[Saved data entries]
────────────────────
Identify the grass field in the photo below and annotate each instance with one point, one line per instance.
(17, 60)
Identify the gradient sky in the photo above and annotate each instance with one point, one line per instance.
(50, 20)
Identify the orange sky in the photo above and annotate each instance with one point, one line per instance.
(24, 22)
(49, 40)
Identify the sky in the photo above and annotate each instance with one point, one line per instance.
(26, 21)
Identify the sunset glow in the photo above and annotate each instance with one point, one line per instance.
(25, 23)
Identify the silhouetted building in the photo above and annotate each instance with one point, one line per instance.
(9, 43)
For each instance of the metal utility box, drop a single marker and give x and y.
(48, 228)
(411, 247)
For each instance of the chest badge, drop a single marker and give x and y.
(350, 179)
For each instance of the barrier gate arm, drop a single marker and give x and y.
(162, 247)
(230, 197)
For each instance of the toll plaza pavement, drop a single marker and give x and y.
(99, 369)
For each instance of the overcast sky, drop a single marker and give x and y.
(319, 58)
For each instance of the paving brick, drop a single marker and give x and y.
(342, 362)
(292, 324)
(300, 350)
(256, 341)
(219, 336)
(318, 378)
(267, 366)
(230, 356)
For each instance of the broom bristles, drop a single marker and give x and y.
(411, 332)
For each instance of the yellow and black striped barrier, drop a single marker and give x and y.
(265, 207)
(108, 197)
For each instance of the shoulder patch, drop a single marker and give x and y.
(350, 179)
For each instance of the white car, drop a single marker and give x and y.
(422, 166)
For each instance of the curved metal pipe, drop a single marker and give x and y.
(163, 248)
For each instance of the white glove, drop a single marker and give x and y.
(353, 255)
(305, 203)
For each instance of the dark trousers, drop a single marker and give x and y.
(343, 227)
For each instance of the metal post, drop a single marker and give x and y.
────────────────────
**What to produce:** Print the lines of the entries, exactly, from the one containing "For each instance of the white glove, drop" down to the final line, and leave out all the others.

**Output of the task:**
For each instance of the white glove, drop a single marker and give x and y.
(353, 255)
(305, 203)
For each instance of the dark trousers, drop a single marker and give x and y.
(343, 227)
For each instance of the metal post, drop a single marker and give x and y.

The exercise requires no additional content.